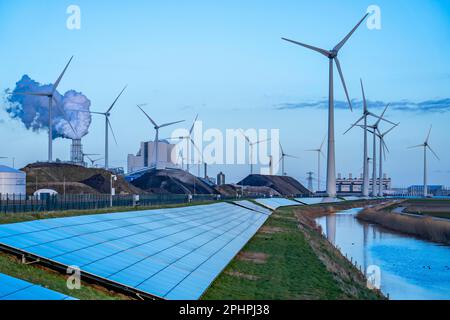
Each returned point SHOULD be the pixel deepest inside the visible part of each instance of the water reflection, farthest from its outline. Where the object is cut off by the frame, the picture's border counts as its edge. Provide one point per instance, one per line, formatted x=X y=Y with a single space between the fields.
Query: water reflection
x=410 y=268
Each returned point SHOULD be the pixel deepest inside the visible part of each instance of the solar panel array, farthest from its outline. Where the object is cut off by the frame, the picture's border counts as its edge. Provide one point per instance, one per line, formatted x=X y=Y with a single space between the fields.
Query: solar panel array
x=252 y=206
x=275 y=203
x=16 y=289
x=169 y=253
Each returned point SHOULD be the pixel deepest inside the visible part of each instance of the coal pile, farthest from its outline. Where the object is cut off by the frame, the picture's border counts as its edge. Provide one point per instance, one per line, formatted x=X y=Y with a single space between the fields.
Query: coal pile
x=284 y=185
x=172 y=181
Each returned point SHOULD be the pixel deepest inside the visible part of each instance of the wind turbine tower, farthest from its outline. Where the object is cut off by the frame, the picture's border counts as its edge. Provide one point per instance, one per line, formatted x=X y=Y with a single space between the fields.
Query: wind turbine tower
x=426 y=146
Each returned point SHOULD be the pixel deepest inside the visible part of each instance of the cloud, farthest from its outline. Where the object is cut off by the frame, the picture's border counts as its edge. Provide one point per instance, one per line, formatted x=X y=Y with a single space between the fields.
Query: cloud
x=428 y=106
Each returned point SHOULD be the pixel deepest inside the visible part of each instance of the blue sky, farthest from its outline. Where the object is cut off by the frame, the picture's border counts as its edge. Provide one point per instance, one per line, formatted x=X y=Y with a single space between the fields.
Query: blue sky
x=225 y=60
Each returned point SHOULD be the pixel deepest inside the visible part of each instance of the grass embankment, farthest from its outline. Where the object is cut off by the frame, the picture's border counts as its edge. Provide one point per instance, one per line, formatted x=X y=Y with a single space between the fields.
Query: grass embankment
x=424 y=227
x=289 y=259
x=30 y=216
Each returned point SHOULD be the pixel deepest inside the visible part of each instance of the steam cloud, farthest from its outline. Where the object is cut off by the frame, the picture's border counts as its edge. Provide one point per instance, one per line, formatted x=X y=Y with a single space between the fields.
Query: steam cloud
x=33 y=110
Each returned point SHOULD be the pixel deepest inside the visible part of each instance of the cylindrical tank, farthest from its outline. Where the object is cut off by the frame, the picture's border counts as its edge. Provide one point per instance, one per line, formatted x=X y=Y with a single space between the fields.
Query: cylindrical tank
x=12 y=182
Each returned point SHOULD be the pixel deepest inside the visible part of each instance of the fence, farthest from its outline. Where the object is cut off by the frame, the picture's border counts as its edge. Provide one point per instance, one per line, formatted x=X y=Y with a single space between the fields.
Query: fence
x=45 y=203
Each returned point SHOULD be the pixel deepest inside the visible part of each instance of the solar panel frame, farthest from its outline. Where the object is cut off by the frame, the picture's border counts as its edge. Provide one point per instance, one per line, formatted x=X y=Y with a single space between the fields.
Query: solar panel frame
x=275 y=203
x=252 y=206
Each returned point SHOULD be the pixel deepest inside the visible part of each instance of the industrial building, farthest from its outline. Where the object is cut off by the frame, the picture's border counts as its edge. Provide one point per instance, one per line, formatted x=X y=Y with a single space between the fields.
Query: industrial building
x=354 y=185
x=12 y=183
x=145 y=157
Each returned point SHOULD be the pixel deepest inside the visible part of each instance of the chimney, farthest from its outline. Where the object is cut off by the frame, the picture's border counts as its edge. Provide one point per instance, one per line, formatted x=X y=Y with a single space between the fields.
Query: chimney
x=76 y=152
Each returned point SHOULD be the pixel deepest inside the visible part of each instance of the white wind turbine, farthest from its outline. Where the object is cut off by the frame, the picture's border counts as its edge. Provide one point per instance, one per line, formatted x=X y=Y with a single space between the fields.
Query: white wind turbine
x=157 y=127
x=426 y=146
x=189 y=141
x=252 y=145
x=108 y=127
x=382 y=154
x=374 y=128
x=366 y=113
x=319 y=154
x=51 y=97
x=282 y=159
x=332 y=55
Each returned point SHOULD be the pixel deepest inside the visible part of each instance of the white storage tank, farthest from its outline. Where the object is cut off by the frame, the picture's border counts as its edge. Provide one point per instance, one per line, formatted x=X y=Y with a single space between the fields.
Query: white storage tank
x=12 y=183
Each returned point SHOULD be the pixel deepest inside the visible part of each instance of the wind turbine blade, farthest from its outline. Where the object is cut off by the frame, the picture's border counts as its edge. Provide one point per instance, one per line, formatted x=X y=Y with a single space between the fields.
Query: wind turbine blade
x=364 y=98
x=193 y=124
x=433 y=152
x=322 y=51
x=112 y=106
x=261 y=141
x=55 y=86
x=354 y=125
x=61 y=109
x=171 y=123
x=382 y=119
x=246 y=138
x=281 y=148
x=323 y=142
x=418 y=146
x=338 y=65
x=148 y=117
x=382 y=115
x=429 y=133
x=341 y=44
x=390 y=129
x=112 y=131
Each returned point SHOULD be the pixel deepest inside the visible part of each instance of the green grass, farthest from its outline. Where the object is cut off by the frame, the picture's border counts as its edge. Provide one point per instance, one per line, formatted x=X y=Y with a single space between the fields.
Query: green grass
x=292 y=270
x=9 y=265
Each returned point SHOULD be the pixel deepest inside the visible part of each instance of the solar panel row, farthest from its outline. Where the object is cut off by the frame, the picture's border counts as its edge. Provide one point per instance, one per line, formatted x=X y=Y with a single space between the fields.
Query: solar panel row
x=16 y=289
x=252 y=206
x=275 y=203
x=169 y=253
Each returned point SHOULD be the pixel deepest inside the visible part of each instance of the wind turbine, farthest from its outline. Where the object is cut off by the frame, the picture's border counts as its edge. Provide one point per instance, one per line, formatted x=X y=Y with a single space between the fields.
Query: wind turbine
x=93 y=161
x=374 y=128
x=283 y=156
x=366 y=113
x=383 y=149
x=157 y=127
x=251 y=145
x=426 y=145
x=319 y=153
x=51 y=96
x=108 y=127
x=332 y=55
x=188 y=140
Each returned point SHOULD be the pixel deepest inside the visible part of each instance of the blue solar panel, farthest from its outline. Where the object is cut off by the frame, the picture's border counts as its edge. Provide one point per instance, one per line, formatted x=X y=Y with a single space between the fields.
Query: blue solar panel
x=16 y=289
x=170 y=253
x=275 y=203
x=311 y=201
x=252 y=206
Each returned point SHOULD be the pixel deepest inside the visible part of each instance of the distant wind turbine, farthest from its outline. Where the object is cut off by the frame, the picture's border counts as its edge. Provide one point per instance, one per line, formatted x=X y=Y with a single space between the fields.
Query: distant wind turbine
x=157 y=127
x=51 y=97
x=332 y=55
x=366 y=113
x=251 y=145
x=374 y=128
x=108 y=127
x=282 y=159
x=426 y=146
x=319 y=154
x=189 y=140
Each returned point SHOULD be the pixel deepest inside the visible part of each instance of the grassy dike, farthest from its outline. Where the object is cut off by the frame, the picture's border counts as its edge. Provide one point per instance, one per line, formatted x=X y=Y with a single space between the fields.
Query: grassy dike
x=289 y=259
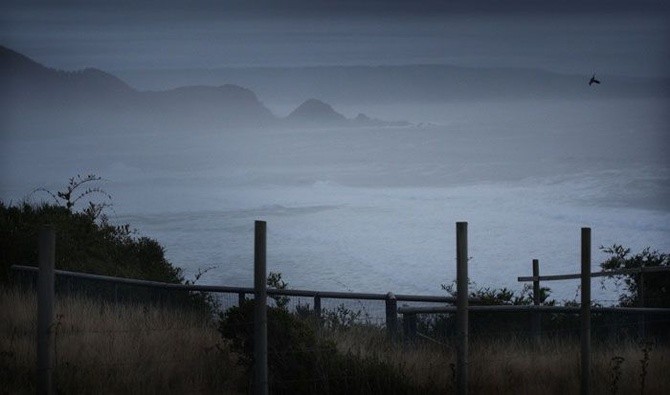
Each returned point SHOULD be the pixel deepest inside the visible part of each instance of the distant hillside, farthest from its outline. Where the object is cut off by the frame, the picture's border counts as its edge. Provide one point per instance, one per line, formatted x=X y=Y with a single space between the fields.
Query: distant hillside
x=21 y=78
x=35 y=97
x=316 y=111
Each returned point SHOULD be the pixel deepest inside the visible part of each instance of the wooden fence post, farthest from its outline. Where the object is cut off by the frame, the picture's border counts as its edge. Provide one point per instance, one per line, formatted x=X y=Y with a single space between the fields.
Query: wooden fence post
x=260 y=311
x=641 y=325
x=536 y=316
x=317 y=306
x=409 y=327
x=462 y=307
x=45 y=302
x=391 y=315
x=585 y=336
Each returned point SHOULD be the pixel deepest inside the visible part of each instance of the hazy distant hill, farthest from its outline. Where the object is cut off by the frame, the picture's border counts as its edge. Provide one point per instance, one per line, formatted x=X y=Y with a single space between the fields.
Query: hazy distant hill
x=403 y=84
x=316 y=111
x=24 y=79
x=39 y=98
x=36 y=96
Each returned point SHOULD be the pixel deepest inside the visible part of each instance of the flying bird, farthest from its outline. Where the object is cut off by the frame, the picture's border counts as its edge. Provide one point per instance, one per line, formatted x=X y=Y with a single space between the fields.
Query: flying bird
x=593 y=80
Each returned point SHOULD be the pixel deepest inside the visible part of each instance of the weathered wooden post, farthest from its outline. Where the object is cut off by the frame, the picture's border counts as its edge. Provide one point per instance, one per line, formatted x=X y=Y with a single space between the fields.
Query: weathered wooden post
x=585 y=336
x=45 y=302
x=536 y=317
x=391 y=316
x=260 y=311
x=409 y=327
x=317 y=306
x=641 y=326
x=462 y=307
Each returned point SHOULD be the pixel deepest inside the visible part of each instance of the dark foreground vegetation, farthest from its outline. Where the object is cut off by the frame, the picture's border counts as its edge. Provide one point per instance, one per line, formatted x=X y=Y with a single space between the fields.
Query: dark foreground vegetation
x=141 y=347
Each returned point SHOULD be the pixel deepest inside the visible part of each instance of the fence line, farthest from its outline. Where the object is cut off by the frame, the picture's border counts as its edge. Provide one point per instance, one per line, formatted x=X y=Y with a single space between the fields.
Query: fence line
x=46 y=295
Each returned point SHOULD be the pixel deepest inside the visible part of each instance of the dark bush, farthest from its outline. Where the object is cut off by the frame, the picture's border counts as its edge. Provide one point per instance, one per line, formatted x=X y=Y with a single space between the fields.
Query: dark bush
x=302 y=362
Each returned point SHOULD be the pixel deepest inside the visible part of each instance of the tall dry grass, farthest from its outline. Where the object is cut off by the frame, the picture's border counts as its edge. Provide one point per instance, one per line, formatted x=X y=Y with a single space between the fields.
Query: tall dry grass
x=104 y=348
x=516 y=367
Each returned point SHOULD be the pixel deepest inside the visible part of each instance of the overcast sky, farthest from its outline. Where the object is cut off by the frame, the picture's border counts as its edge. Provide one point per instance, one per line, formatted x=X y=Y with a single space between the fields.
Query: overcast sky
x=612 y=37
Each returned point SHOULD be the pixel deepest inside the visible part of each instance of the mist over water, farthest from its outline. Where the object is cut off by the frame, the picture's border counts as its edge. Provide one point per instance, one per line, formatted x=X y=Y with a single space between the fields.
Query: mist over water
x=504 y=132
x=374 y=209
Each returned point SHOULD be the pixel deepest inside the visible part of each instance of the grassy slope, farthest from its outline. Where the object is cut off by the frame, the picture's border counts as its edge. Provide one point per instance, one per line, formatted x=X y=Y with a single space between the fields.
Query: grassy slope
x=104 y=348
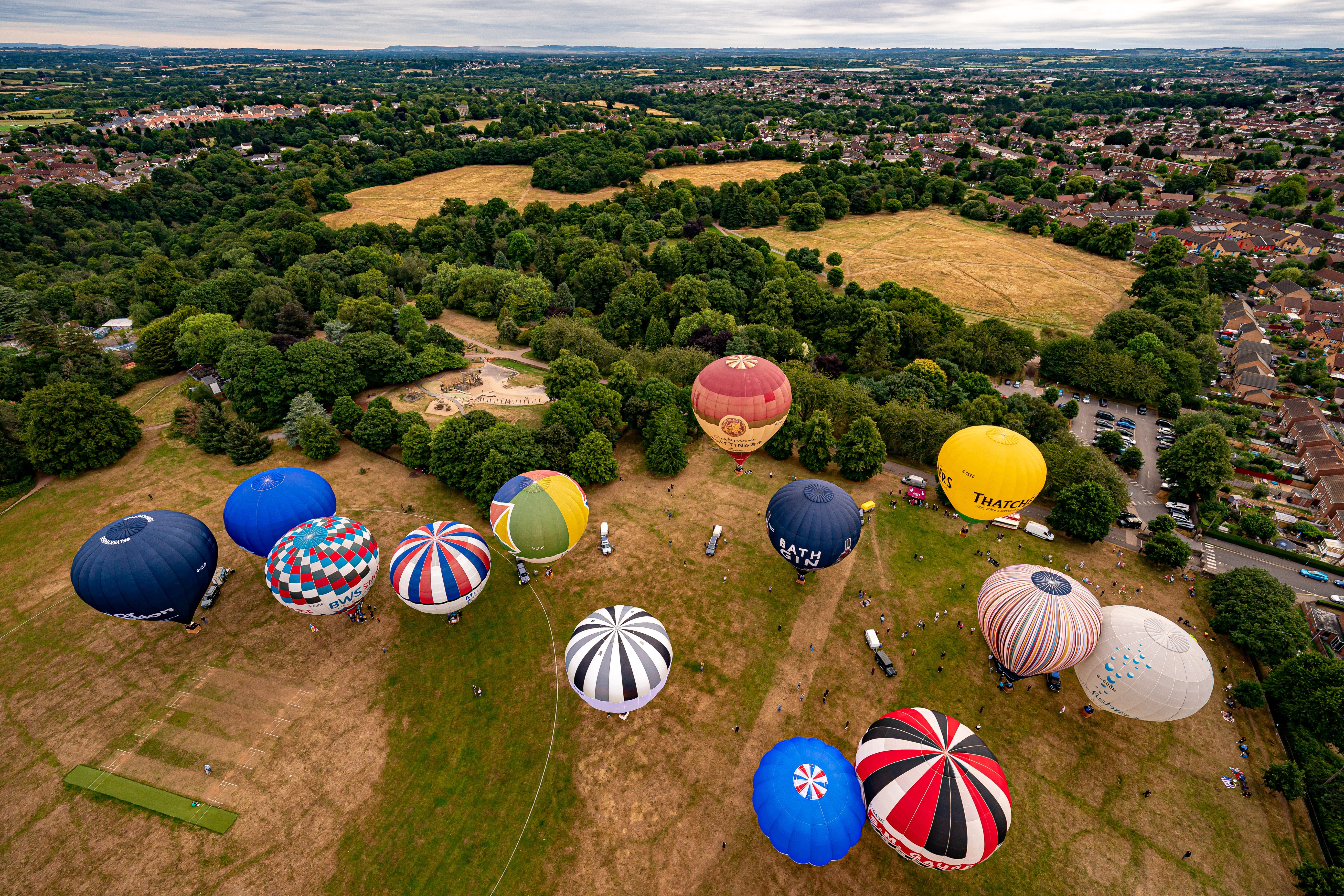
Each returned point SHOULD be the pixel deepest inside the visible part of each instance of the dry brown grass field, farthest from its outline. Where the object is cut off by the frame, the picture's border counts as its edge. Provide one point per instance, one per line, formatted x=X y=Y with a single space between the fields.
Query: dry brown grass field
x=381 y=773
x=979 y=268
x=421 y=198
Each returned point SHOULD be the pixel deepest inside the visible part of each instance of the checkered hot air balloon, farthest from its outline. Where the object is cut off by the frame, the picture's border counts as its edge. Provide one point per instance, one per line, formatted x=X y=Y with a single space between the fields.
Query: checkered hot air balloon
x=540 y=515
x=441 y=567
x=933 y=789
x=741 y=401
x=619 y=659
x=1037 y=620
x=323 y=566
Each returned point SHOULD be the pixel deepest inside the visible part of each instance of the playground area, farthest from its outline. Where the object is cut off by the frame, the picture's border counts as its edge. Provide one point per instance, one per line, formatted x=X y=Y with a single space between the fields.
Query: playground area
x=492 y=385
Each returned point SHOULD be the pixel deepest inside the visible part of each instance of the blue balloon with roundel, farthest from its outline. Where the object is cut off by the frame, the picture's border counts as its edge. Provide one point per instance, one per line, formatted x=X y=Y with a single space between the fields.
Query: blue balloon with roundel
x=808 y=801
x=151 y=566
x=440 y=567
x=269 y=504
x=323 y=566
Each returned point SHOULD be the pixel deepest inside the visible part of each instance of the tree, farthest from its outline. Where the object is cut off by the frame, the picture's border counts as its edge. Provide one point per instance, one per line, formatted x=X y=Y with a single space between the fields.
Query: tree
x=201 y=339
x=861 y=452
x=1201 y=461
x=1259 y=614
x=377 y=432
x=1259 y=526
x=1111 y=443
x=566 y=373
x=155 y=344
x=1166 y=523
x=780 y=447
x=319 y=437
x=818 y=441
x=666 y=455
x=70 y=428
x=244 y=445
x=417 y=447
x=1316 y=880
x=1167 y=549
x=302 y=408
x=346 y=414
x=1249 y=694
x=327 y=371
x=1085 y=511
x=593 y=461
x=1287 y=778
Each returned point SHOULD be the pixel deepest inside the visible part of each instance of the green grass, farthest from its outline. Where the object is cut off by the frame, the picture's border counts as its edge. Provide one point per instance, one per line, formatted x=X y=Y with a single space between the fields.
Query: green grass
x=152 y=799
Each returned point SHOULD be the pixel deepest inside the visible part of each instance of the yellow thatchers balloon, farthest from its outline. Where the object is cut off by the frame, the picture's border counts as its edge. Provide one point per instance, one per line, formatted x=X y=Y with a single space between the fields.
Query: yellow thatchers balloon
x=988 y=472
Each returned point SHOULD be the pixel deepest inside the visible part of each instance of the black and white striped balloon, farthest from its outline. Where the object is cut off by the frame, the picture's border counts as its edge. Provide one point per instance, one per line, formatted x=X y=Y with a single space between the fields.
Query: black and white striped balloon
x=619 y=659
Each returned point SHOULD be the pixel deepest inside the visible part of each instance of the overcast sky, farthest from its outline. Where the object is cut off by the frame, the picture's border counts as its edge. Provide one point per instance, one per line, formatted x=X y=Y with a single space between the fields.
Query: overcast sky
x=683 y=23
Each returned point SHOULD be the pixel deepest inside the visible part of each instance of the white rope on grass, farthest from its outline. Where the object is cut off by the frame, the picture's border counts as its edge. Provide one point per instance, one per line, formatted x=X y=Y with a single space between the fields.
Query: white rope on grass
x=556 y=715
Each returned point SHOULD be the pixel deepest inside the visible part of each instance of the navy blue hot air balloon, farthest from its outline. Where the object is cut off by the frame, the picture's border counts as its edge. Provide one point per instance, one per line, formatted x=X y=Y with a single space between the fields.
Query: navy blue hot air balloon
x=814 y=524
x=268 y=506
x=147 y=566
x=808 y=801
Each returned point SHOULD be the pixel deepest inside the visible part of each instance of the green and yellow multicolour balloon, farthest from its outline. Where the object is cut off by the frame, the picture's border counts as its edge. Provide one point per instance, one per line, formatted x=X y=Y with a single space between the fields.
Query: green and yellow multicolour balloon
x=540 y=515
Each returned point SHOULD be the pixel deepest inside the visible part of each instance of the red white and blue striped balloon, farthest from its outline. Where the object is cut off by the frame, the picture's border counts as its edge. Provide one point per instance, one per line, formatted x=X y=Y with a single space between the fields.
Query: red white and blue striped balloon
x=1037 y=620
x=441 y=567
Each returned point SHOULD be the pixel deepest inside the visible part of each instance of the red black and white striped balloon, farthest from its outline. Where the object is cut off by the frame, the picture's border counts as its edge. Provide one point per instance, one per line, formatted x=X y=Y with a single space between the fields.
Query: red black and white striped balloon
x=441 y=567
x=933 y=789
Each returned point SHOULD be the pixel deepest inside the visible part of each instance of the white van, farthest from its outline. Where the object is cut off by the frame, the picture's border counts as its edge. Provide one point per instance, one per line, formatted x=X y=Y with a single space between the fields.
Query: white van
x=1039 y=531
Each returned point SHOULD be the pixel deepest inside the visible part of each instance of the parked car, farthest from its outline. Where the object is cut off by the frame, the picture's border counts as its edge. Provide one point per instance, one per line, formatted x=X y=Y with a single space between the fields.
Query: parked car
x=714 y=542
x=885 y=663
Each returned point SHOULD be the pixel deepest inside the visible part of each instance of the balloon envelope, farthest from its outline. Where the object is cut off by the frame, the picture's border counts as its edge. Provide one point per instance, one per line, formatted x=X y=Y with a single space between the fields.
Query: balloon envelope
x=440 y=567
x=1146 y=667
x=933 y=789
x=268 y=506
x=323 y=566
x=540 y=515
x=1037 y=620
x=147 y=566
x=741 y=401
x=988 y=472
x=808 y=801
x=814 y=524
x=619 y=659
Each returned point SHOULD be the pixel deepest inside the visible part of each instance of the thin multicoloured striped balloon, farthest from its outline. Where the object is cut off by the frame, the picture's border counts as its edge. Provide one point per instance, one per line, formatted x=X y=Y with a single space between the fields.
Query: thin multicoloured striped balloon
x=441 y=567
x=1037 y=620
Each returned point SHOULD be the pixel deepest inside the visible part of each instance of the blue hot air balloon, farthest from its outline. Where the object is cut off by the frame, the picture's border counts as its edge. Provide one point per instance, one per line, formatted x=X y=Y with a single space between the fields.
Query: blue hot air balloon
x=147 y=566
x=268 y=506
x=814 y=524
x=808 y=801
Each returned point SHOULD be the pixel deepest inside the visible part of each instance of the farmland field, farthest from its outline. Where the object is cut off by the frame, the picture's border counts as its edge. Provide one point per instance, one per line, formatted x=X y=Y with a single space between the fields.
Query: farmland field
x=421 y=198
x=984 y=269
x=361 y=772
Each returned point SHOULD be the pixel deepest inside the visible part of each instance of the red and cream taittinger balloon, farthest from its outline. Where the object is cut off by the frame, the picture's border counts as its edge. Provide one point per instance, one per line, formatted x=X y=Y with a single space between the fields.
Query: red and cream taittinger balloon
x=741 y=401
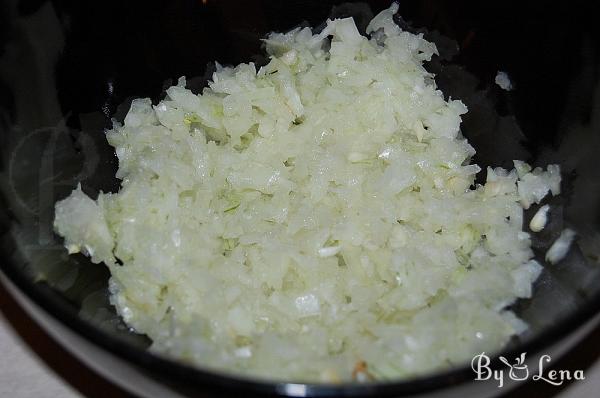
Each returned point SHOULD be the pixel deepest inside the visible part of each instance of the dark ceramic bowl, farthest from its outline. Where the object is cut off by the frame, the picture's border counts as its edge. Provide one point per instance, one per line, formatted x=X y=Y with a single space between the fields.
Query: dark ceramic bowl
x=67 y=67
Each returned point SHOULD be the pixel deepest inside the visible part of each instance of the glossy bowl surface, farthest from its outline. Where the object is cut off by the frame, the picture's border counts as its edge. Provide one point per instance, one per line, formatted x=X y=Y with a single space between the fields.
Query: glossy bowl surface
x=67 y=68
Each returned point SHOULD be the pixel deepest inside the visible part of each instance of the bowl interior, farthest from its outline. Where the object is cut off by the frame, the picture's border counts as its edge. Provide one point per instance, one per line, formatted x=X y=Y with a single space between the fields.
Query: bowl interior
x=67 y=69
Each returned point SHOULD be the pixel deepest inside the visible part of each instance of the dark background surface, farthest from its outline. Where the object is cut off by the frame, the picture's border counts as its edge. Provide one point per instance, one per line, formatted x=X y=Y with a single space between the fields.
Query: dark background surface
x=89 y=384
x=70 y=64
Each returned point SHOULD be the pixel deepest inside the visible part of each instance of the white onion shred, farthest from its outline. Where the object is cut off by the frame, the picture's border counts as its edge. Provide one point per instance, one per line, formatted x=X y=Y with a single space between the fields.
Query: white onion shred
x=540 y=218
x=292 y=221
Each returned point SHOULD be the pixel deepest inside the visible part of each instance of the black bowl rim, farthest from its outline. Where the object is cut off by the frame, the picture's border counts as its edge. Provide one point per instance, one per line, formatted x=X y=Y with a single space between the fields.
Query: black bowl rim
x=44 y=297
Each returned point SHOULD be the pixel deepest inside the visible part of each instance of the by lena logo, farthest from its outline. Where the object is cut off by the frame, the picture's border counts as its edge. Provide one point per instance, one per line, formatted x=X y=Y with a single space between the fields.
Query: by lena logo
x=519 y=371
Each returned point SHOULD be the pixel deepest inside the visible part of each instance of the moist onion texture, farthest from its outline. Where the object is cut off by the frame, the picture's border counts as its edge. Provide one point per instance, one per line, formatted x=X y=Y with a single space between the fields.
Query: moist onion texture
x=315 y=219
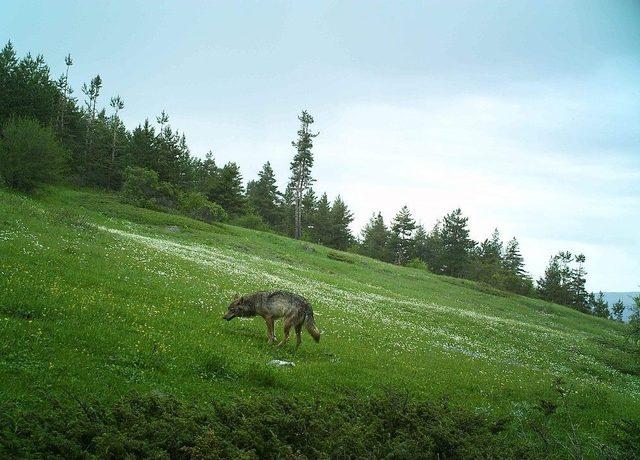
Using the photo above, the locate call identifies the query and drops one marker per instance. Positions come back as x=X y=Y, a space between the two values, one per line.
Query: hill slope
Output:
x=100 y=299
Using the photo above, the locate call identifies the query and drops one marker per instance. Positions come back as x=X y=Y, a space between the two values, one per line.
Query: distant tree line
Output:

|---|

WHAT IS REQUIRED: Show each line from the items above that contains the word "ceramic".

WORKED SOLUTION:
Each returned point SHOULD be the pixel deepest inside the visible part of each instance of the dark ceramic bowl, farthest from its outline. Where the object is cut off by the frame, the picture's border counts as its edge. Provide one point per instance, one per line, formatted x=X y=Y with a single space between the fields.
Query: dark ceramic bowl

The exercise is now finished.